• [STATED PROBLEM]
Output exactly the lines from the line with "Annotation task —" through the end of the records below. Include nothing else.

(Point labeling examples)
####################

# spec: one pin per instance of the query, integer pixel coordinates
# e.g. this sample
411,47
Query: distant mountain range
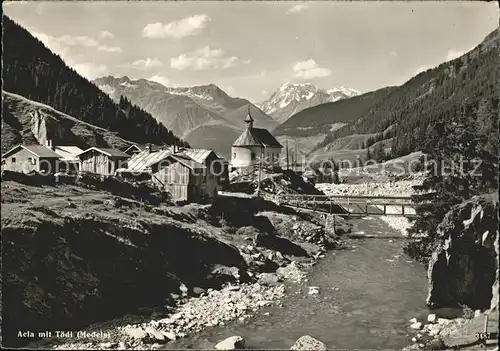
205,116
29,122
290,99
31,71
400,117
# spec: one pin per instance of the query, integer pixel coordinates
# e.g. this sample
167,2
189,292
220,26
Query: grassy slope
319,119
18,124
74,254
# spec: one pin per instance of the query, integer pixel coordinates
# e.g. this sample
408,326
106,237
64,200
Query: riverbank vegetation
461,162
75,253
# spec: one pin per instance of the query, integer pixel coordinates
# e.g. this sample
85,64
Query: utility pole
287,164
260,172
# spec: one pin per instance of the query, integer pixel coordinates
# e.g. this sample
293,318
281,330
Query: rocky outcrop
307,342
463,269
231,343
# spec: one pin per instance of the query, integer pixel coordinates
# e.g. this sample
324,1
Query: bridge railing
351,205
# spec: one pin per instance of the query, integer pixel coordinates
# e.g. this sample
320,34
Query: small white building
252,145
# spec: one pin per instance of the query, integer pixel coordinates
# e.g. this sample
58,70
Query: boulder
268,279
307,342
313,290
417,326
156,335
198,291
135,332
231,343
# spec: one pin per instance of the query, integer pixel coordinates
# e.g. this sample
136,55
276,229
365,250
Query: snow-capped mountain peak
291,98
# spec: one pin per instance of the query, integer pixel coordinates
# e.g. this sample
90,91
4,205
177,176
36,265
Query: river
368,293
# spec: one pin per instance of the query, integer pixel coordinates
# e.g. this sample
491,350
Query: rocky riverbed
193,314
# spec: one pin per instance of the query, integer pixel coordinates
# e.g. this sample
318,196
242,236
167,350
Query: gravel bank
211,308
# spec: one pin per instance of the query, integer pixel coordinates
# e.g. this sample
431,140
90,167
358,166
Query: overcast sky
250,48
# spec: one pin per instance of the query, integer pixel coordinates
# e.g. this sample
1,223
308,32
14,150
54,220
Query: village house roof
142,161
68,153
183,160
40,151
199,155
187,161
257,137
135,146
106,151
142,147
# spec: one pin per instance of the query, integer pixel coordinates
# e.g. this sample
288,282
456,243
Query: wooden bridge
350,206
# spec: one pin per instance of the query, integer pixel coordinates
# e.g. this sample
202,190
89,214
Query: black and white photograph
260,175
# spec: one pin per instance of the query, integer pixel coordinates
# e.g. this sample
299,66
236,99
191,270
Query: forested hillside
33,71
438,94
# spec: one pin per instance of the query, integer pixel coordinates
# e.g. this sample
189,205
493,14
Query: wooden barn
184,178
69,161
104,161
28,158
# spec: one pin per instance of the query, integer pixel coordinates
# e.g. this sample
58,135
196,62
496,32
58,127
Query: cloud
160,79
106,48
205,58
14,3
453,54
79,40
91,70
297,8
422,69
309,69
144,64
60,45
177,29
104,34
229,89
54,44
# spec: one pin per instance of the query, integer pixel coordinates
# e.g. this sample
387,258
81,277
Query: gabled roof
142,161
142,147
257,137
135,146
182,159
106,151
69,153
199,155
37,150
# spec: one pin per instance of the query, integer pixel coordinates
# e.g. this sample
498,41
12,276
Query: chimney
48,143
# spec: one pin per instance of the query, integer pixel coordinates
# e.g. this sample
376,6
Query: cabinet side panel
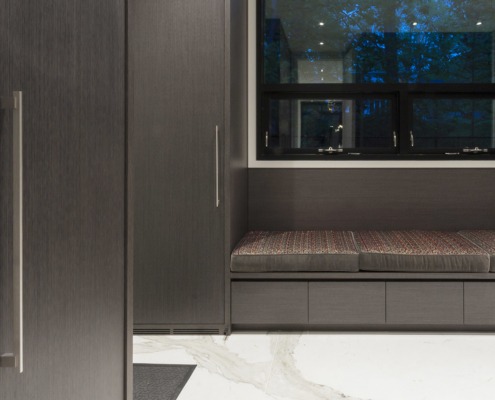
69,61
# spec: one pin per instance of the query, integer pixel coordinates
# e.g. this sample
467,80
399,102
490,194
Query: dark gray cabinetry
479,303
178,92
439,303
269,303
68,59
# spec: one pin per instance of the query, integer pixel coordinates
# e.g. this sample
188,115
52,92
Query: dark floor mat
160,382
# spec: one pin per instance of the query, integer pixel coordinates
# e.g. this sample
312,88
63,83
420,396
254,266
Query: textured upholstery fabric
419,251
485,240
290,251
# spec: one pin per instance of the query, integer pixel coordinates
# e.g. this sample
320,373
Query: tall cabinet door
177,90
68,59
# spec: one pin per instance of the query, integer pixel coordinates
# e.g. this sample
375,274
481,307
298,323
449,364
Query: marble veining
329,366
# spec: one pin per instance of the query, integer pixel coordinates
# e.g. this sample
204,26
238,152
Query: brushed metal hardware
217,169
474,150
15,360
331,150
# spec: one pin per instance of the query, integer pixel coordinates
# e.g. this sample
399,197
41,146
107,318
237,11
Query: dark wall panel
371,199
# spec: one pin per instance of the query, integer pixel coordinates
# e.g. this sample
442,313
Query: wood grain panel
68,60
347,302
435,303
269,302
237,114
450,199
6,344
479,303
178,99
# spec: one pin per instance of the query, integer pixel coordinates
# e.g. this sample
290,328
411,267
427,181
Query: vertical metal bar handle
15,360
217,169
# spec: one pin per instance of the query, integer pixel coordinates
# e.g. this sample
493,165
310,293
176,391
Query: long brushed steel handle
15,360
217,168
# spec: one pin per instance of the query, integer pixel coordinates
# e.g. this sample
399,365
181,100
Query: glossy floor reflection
329,366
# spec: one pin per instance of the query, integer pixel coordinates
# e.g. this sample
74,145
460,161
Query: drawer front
347,303
479,303
269,302
429,303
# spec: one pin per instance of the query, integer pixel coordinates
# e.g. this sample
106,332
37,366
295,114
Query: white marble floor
329,366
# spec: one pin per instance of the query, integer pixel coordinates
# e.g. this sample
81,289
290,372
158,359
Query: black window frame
402,93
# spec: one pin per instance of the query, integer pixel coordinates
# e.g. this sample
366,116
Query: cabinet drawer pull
217,169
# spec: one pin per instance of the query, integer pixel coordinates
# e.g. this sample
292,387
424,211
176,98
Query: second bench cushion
419,251
291,251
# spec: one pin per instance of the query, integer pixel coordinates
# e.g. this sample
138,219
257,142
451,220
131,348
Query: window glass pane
380,41
453,123
322,123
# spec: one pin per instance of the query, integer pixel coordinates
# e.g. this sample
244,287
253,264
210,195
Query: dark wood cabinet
269,303
178,130
68,59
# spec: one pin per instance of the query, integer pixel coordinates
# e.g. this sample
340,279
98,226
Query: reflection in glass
454,123
362,41
338,123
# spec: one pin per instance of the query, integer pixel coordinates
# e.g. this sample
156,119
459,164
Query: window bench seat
403,280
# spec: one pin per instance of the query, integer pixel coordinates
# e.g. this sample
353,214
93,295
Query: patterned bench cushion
485,240
291,251
419,251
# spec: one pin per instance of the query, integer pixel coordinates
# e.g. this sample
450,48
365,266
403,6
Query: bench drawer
428,303
269,302
350,303
479,303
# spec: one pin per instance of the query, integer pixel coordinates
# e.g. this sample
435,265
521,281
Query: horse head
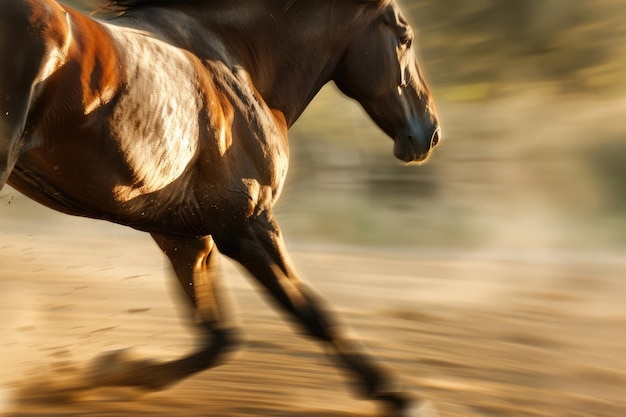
380,70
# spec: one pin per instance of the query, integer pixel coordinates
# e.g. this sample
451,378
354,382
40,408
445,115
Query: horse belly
156,121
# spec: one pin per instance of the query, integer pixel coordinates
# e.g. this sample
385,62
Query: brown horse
172,118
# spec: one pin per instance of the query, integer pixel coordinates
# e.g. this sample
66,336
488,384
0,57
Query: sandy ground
478,333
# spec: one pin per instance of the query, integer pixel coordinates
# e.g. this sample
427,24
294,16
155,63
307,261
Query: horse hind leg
195,262
263,253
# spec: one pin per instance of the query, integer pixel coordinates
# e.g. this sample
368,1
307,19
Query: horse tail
34,42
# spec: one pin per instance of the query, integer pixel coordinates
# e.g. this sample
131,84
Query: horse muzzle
416,147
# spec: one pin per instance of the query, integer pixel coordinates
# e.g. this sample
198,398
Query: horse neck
288,52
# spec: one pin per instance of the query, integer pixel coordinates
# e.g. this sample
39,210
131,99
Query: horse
171,117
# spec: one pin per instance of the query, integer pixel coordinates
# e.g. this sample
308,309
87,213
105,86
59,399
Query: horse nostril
434,140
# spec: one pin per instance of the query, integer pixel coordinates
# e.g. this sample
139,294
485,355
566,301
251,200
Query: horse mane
124,6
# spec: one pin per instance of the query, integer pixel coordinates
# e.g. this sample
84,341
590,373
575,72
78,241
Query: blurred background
531,96
491,277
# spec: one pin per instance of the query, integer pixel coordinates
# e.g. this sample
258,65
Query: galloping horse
172,118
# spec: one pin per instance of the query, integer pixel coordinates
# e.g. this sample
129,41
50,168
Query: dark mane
128,5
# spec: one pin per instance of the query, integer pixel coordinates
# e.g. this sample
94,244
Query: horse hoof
414,409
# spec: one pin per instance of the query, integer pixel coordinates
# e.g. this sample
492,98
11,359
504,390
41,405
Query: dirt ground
478,333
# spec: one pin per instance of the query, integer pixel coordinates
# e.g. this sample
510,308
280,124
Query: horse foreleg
195,263
263,253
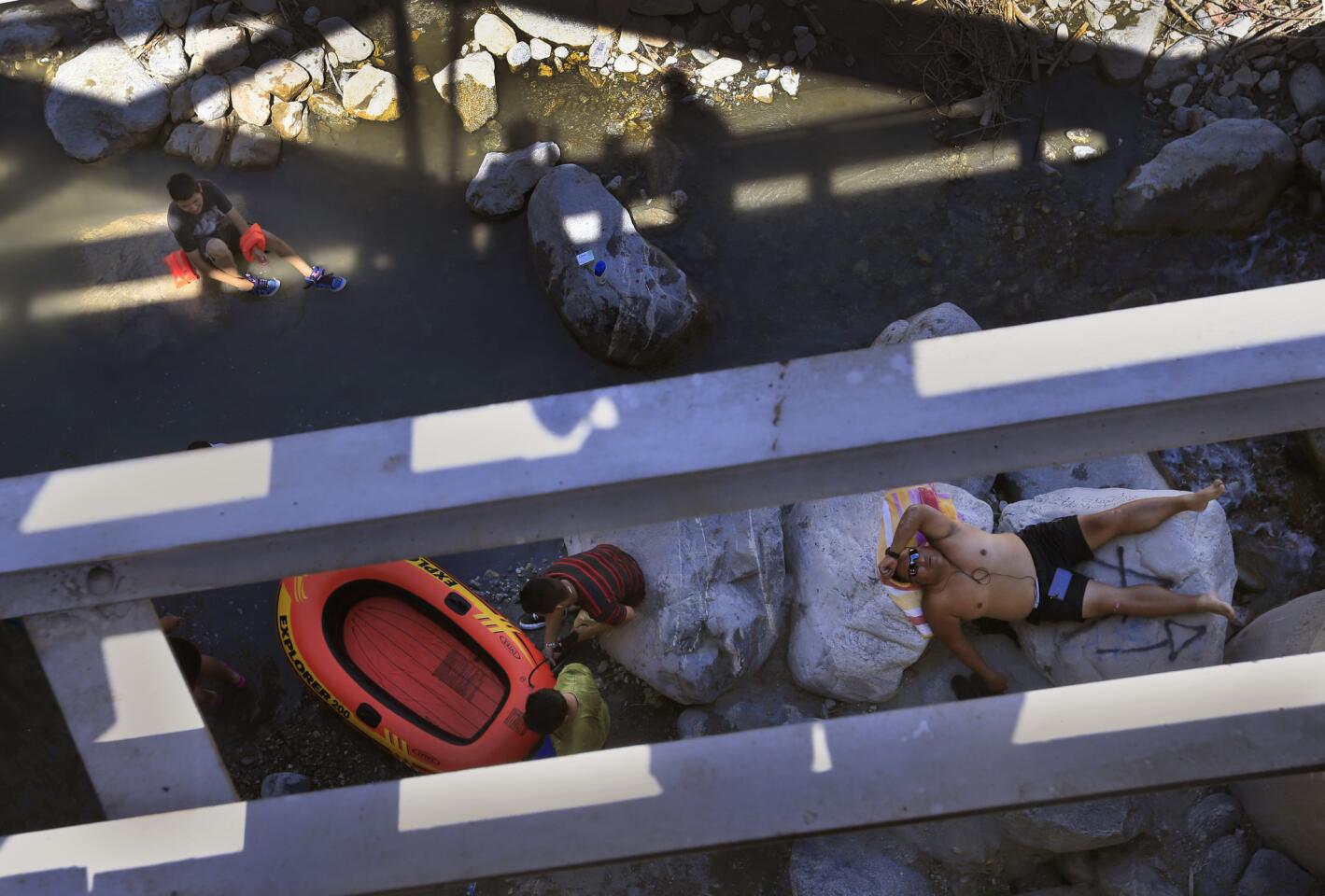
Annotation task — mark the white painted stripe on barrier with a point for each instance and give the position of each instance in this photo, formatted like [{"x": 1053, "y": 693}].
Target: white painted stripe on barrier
[
  {"x": 1075, "y": 389},
  {"x": 702, "y": 793}
]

####################

• [REPLY]
Annotation task — mark the white painted stripe on barrier with a point for each instance and give the position of each instance in this photo, formatted like [{"x": 1053, "y": 693}].
Target: white painted stripe on barrier
[
  {"x": 1075, "y": 389},
  {"x": 702, "y": 793}
]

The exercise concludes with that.